# start of Extract
Skeleton of a linear scan register allocator.

runtime/vm/flow_graph_allocator.h

Index: runtime/vm/flow_graph_allocator.h
diff --git a/runtime/vm/flow_graph_allocator.h b/runtime/vm/flow_graph_allocator.h
index 7848d2b11822e7b5d6a25d69c61d9430cd34ba02..abef00c28554ab67543feb48ae96161e83fad5f1 100644
--- a/runtime/vm/flow_graph_allocator.h
+++ b/runtime/vm/flow_graph_allocator.h
@@ -10,12 +10,16 @@
 
 namespace dart {
 
+class FlowGraphBuilder;
+class LiveRange;
+class UseInterval;
+
 class FlowGraphAllocator : public ValueObject {
  public:
-  FlowGraphAllocator(const GrowableArray<BlockEntryInstr*>& postorder,
-                     intptr_t max_ssa_temp_index);
+  FlowGraphAllocator(const GrowableArray<BlockEntryInstr*>& block_order,
+                     FlowGraphBuilder* builder);
 
-  void ResolveConstraints();
+  void AllocateRegisters();
 
   // Build live-in and live-out sets for each block.
   void AnalyzeLiveness();
@@ -30,7 +34,7 @@ class FlowGraphAllocator : public ValueObject {
   bool UpdateLiveOut(BlockEntryInstr* instr);
 
   // Update live-in set for the given block: live-in should contain
-  // all values taht are live-out from the block and are not defined
+  // all values that are live-out from the block and are not defined
   // by this block.
   // Returns true if live-in set was changed.
   bool UpdateLiveIn(BlockEntryInstr* instr);
@@ -42,6 +46,55 @@ class FlowGraphAllocator : public ValueObject {
   // Print results of liveness analysis.
   void DumpLiveness();
 
+  // Visit blocks in the code generation order (reverse post order) and
+  // linearly assign consequent lifetime positions to every instruction.
# end of Extract
# start of Data shown
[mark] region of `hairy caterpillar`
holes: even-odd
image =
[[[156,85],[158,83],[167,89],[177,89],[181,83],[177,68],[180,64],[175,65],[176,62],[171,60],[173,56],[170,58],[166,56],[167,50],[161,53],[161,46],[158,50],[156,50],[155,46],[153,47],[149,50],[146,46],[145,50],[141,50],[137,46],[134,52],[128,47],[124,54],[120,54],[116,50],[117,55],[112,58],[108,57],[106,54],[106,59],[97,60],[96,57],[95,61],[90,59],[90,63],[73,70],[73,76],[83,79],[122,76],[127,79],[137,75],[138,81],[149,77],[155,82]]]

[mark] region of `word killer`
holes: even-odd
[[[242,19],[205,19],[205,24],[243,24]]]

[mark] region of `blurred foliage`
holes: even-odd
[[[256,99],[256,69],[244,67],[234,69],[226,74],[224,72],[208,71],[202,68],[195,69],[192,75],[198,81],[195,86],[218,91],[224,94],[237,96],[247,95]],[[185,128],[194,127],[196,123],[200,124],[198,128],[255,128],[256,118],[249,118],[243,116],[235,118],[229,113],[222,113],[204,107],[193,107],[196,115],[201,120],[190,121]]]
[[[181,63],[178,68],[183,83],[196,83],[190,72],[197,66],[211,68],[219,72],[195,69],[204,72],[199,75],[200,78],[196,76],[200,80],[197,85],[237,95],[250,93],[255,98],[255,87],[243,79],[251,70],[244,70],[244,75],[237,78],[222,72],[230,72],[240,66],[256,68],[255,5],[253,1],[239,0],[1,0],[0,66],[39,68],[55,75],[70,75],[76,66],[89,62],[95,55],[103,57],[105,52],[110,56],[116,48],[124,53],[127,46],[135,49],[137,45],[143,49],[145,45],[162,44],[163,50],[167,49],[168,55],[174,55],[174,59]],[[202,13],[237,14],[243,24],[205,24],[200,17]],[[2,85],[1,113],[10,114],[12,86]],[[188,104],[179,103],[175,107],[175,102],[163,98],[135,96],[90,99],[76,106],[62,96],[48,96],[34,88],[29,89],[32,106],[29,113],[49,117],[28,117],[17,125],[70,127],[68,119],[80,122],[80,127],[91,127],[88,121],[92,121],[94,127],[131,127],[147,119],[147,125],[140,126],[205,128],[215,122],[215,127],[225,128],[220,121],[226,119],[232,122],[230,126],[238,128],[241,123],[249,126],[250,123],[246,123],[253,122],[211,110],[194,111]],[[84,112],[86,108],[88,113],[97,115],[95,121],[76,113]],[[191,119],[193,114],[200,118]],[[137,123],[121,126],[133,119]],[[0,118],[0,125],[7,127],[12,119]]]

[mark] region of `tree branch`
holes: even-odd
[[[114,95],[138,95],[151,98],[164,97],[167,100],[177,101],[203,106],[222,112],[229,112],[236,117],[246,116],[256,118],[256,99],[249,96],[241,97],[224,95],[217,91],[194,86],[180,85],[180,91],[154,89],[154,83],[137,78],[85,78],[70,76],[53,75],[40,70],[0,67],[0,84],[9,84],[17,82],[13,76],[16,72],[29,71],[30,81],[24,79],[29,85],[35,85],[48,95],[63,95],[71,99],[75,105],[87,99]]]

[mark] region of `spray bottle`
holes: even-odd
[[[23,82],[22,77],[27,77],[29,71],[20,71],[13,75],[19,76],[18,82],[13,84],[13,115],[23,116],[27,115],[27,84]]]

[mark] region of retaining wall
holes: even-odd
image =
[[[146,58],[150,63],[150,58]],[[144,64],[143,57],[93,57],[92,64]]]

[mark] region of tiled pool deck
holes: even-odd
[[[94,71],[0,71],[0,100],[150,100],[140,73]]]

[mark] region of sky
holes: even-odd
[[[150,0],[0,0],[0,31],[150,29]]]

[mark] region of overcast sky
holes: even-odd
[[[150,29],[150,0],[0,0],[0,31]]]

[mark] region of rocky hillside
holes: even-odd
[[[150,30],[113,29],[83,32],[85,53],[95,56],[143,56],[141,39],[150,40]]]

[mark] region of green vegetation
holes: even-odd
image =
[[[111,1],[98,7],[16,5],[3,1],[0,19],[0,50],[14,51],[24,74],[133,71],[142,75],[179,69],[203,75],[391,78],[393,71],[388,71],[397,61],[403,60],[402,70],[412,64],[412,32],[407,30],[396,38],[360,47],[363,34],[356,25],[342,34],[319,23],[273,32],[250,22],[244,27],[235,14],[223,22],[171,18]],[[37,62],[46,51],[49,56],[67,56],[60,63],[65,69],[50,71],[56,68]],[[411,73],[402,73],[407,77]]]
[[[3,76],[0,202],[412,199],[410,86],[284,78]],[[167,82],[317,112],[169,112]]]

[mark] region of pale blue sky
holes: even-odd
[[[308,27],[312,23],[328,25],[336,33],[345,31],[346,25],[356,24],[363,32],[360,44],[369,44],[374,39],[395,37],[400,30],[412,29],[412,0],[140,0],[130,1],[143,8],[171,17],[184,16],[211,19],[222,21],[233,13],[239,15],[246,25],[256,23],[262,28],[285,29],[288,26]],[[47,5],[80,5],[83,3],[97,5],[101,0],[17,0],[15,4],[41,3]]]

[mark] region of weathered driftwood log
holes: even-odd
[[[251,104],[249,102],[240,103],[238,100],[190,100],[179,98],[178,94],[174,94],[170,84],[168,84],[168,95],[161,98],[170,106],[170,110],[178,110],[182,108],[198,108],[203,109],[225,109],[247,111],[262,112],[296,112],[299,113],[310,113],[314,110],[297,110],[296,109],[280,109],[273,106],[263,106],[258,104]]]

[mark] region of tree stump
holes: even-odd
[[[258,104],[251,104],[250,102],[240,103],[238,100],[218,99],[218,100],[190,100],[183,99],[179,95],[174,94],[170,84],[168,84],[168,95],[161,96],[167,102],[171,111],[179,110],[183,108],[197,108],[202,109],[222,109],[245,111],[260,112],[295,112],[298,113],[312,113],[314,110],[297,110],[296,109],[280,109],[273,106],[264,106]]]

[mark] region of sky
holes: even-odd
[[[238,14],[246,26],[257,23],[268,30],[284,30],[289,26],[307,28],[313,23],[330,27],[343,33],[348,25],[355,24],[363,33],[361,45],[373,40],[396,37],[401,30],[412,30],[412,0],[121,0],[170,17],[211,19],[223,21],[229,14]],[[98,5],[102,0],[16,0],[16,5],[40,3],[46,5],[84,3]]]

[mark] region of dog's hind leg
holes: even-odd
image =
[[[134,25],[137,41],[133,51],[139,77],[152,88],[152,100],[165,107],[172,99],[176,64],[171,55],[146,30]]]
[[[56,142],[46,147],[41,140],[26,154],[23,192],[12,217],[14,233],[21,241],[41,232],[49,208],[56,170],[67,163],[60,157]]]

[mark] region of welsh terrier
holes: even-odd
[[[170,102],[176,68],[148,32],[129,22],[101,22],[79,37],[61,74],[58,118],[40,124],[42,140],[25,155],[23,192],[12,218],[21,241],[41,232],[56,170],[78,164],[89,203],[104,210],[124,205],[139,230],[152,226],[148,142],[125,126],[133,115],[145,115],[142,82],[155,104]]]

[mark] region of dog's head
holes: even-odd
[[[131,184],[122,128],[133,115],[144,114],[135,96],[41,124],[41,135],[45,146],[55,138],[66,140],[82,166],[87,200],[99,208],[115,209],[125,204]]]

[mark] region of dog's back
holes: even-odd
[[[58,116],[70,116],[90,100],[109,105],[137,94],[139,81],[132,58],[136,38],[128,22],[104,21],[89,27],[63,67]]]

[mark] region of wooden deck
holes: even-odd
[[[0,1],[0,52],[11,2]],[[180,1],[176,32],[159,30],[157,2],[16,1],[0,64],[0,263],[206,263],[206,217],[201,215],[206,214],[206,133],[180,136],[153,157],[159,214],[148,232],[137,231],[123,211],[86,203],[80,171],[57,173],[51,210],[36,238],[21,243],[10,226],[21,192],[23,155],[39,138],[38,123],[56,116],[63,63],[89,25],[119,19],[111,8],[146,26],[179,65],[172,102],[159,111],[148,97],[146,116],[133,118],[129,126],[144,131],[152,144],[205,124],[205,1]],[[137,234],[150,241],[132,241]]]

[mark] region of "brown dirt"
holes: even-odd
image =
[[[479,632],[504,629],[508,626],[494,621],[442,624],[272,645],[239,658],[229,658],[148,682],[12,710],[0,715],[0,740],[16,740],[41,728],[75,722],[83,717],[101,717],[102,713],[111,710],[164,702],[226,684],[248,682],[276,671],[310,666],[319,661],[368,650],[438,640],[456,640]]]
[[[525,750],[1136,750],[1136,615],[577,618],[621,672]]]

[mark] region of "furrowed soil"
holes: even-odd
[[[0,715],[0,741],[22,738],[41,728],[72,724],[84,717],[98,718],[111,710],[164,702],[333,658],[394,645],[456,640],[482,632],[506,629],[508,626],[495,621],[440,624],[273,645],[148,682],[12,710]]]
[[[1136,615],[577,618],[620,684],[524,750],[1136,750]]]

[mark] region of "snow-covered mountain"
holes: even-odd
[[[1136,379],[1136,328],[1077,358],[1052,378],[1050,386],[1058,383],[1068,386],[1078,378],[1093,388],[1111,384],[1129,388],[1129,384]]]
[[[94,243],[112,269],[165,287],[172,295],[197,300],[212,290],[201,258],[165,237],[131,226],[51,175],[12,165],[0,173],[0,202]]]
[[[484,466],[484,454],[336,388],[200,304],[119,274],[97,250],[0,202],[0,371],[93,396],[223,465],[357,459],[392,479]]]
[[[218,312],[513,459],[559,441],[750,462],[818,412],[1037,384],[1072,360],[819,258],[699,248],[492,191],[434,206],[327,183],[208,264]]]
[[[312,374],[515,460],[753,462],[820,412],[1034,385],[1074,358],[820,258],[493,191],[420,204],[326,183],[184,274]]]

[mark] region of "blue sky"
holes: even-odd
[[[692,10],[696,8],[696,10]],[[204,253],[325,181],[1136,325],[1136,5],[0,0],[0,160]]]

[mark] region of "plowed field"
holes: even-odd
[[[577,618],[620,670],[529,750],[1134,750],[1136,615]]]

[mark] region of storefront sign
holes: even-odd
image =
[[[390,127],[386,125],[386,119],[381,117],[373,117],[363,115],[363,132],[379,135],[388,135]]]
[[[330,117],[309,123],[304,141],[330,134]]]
# end of Data shown
Goals:
**1.** In the diff, condense the comment that begins "Update live-in set for the given block" into a short bulleted list. Keep its main facts.
**2.** Reproduce the part of the records that runs from their start through the line containing "[[[242,19],[205,19],[205,24],[243,24]]]", including both ends.
The diff and the records come from unrelated sources.

Task answers:
**1.**
- Updates the live-in set of the given block.
- Live-in holds every value that is live-out from the block and not defined by that block.
- Returns true if the live-in set changed.

**2.**
[mark] region of `hairy caterpillar`
holes: even-odd
image =
[[[156,85],[158,83],[167,89],[177,89],[181,83],[177,68],[180,64],[175,65],[176,62],[171,60],[173,56],[170,58],[166,56],[167,50],[161,53],[161,46],[158,50],[156,50],[155,46],[153,47],[149,50],[146,46],[145,50],[141,50],[137,46],[134,52],[128,47],[124,54],[120,54],[116,50],[117,55],[112,58],[108,57],[106,54],[106,59],[97,60],[96,57],[95,61],[90,59],[90,63],[73,70],[73,76],[83,79],[122,76],[127,79],[137,75],[138,81],[149,77],[155,82]]]

[mark] region of `word killer`
holes: even-odd
[[[242,19],[205,19],[205,24],[243,24]]]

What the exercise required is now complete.